• AIM
Leaving out the pictures, transcribe all of the records faithfully.

(Image location labeling entries)
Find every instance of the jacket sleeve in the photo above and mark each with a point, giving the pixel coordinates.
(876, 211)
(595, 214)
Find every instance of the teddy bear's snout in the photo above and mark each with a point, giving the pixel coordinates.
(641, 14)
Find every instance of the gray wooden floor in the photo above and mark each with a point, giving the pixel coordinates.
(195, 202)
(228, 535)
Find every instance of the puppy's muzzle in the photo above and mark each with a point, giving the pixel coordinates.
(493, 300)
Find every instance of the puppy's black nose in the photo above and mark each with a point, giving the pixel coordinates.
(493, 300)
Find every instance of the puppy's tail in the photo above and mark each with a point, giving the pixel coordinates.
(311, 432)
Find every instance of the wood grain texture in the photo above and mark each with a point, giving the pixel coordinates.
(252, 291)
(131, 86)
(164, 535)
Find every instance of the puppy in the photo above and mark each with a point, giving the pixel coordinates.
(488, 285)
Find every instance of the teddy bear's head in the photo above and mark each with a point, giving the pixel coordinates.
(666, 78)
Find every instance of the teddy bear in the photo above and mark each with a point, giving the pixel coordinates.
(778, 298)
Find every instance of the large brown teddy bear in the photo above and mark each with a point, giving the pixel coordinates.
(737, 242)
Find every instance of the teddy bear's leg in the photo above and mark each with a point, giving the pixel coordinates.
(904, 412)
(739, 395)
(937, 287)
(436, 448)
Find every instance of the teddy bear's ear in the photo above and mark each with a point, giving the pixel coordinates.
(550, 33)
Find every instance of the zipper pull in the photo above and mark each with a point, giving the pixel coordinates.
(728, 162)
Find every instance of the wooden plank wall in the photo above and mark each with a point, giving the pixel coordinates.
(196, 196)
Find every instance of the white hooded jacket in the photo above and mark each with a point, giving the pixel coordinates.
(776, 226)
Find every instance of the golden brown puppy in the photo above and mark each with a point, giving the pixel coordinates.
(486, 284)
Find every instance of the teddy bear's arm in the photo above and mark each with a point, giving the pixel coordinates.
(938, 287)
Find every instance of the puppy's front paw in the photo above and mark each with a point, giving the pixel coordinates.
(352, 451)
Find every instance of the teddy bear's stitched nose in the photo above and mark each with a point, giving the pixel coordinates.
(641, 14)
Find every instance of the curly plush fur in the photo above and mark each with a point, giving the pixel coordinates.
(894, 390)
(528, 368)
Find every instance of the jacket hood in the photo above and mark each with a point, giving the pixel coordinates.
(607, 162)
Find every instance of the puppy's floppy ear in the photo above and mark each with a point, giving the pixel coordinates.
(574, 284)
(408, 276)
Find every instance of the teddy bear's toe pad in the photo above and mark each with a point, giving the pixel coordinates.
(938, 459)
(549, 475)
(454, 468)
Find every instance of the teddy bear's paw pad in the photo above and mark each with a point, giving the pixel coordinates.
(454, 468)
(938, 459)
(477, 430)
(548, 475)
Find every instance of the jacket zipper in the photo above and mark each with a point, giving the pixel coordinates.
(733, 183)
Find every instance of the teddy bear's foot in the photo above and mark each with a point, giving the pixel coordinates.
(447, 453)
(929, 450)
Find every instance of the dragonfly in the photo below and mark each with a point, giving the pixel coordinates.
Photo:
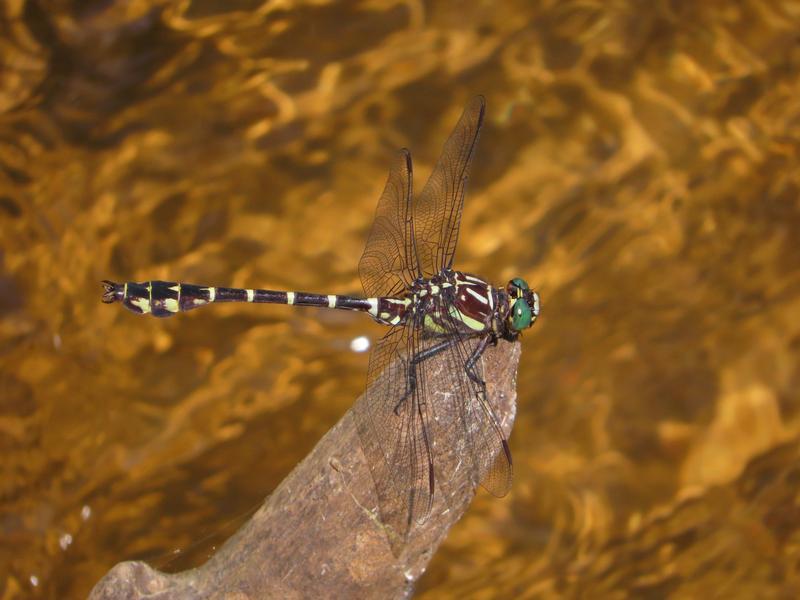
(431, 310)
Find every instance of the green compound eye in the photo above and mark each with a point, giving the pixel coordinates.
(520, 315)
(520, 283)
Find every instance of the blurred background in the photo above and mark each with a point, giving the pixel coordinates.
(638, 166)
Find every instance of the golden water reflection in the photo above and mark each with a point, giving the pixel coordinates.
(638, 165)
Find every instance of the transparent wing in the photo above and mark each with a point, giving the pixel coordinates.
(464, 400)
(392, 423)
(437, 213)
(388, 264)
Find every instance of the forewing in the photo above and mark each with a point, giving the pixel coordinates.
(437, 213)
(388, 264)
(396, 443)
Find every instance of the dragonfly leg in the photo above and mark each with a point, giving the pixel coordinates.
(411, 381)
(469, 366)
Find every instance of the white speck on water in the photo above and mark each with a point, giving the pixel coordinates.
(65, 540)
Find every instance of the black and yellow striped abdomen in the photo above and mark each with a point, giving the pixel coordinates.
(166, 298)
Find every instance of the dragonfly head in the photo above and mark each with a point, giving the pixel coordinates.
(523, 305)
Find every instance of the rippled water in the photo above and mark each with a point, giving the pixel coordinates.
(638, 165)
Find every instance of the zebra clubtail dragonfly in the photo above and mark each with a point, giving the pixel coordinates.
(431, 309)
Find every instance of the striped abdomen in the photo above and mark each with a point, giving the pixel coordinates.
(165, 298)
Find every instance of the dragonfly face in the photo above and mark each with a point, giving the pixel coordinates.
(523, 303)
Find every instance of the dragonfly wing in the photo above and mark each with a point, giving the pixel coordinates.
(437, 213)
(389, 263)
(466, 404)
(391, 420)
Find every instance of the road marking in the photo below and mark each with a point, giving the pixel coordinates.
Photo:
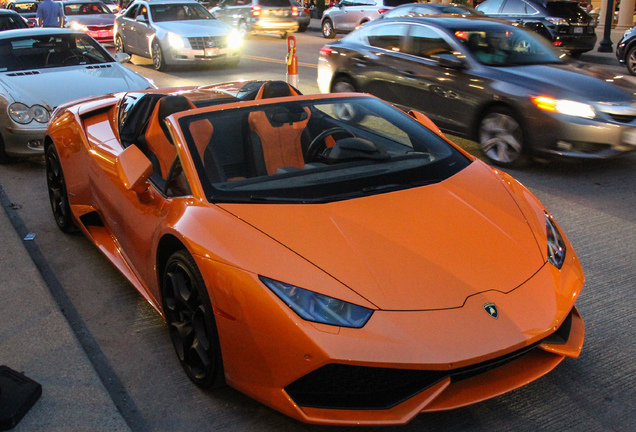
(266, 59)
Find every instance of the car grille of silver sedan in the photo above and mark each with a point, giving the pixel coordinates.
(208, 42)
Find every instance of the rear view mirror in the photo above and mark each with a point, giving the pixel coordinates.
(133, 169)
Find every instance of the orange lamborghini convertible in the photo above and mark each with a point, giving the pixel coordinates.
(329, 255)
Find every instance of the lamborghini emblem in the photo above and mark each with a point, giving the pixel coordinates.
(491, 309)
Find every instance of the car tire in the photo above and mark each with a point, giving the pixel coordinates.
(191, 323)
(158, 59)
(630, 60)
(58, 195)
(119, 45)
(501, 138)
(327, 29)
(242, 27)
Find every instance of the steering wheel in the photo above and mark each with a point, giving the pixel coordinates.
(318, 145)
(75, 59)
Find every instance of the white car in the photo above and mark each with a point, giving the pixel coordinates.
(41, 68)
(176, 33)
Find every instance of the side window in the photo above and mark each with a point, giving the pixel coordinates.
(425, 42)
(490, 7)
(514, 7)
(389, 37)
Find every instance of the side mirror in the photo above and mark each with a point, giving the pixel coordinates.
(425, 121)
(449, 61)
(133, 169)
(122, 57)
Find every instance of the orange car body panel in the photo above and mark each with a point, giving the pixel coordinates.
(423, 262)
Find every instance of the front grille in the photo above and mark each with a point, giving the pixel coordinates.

• WRITTEN ANSWER
Find every instance of the jacket sleeve in the photo above and mark each with a point, giving the pixel coordinates.
(876, 211)
(595, 214)
Find every instance of the teddy bear's snout in the photo above and mark each with a point, giving the pixel coordinates.
(641, 14)
Find every instance of the gray wooden floor in the photo above and mark each with a point, giving the pixel coordinates.
(195, 202)
(228, 535)
Find every instance of the puppy's muzzle in the photo above and mark each with a point, giving the pixel coordinates.
(493, 300)
Find every instance of the puppy's black nose in the photo above and mark each with a point, giving the pixel coordinates.
(493, 300)
Find every instance of the puppy's tail in the photo above and mark each with a point, giving the pixel coordinates.
(311, 432)
Find every instance of the wood grain texture in the photo above and mark each with a point, giving the pixel coordinates.
(252, 291)
(131, 86)
(164, 535)
Find every instance of the puppy in the photo above and mark each with a point, giving the pixel coordinates.
(488, 285)
Find every instance of the teddy bear's head in the photo above and mark each with a point, giving the pixel coordinates.
(666, 78)
Find every instance of the teddy bear in the photo above and mark each with a point, giving the pixel coordinates.
(778, 298)
Find every instance of the large brown teddy bear in the photo above and mark each with a point, giving the pixel coordinates.
(737, 242)
Find every instance of the teddy bear's leg in the photo above and mark each with a point, giving the pixel coordinates.
(904, 412)
(739, 395)
(937, 287)
(436, 448)
Find every instance of the teddy bear's ear in the photo above and mark each with a point, giving the pixel coordinates.
(550, 33)
Find every instance of the zipper pull in the photo above and mark each with a point, giving the pixel coordinates.
(728, 162)
Find every instance of the wooden plank wall in the photo above and mark each with a point, giving the pixel coordinates.
(196, 196)
Find every instance of the white hooded jacket in the photo above and mark each with a point, giving the pixel coordinates.
(776, 226)
Find every instance of the golden brown puppy in the photo above and mark each with a point, giving the pixel coordinates.
(486, 284)
Find every instance of the teddy bear's arm in the photo above and mark each with a point, giving the pixel coordinates.
(938, 287)
Find every instance of the puppy's front paw in the photo above and mark each with a point, giving the pixel coordinates.
(352, 451)
Find every instance of the teddy bear's stitched nose in the photo above and mark each with a point, giving the pixel coordinates.
(641, 14)
Find every instance of the curly plush fur in the photo above and mark each with a point, giving the pixel coordinates.
(894, 390)
(528, 368)
Find every instance of the jacket hood in the photo above and mark each with a point, giving the pixel coordinates.
(607, 162)
Find every instance of the puppy's floppy ear in the photo above and mark each with a point, giving the pixel coordinates.
(574, 284)
(408, 276)
Find every instance of the teddy bear's toe pad in the photo above and mark each with a point, giving the pixel coordinates.
(938, 459)
(549, 475)
(454, 468)
Find every instance of the teddy bear's paw pad in the photo above and mark each with a point, giving the pixel coordinates.
(454, 468)
(938, 459)
(477, 430)
(548, 475)
Find every instance of the jacket zipper in the photo above and mark each with a point, giving the pixel coordinates.
(733, 183)
Find every instance of the teddy bear's foot in the photo above and mark each with a point, giving the pixel coordinates.
(447, 453)
(929, 450)
Find every instance of the dragonfly in the photo below and mark each with a point, giving the pixel coordinates.
Photo:
(431, 310)
Find every instance of the green compound eye in the photo above and mark each with a point, giving the pixel coordinates.
(520, 315)
(520, 283)
Find every instance of the blurred background in the photo above and mark each with a point, giving the pixel coordinates.
(638, 166)
Find every instance of the golden water reflection in the photo above and mark each with a point, giving the pixel coordinates.
(638, 165)
Find every instance of the transparent wing in the photo above and mark each with a point, giving the pixel coordinates.
(464, 400)
(392, 423)
(437, 213)
(388, 264)
Find every instance of the forewing in the photo above and mark each with a point, giving the pixel coordinates.
(437, 213)
(388, 264)
(396, 443)
Find every instance of the dragonfly leg in the photo above and mark each with a point, giving the pixel coordinates.
(411, 381)
(469, 366)
Find every instance of the white speck on water in the photo above and mark each with a point, giving the pixel coordinates.
(65, 540)
Find every instance of the black and yellow striped abdomen in the photo above and mark each with a point, giving the pixel coordinates.
(166, 298)
Find every instance of the dragonfly head in the photo above and mark each with a point, giving the pixel coordinates.
(523, 305)
Find every instance of the rippled water in the photo above and mark each with a point, giving the pixel coordinates.
(638, 165)
Find every instance of the zebra clubtail dragonfly in the photo above and mark each with a point, giving the pixel coordinates.
(431, 309)
Find every instance of the striped abdomen in the photo above and mark each with a point, giving the pixel coordinates.
(165, 298)
Find every instance of the dragonfly face in the photo above and mark each with a point, giving the pixel coordinates.
(523, 303)
Find every instance of the dragonfly wing in the photo above and mark each with a point, giving the pixel coordinates.
(437, 213)
(389, 263)
(466, 404)
(391, 420)
Find every instance of the road marking in the photo below and mark each with a point, giving the pixel coordinates.
Photo:
(266, 59)
Find every instance of the car grille of silver sedan in the photo above and mark each with a point, giving the pixel coordinates.
(208, 42)
Find every instance of the rear view mirror in the photo above and mark each with a point, giving the pixel coordinates.
(133, 169)
Find every instance of the orange lamborghini convertible in the photo above and mark each with a point, giving the pixel coordinates.
(329, 255)
Find every instance of the lamborghini emblem in the photo above and mark each with a point, giving the pixel coordinates.
(491, 309)
Find every instance of the car tire in the photo above and mark each with a point, giving the pixel coordinates.
(191, 323)
(158, 59)
(630, 60)
(58, 195)
(119, 45)
(501, 138)
(327, 29)
(242, 27)
Find every instance of the steering wheel in the photo above and mark each with a point, giving the pixel coordinates.
(318, 145)
(75, 59)
Find every instance of the white car in the photo above and mark each with a point, giving the pixel coordinates.
(41, 68)
(176, 33)
Find every instance of the side window in the photo above and mark each with a point, giving the pixel coordinates.
(425, 42)
(490, 7)
(514, 7)
(389, 37)
Find every instance of the side mirror in the photo above and mark each with a point, giving the pixel coordinates.
(425, 121)
(449, 61)
(133, 169)
(122, 57)
Find every instance of the orange car body panel in the photo above and mark each with a point, giving the pixel coordinates.
(423, 262)
Find every instance of the front grille in the photo above and mark each with a point, giving the pixel coordinates.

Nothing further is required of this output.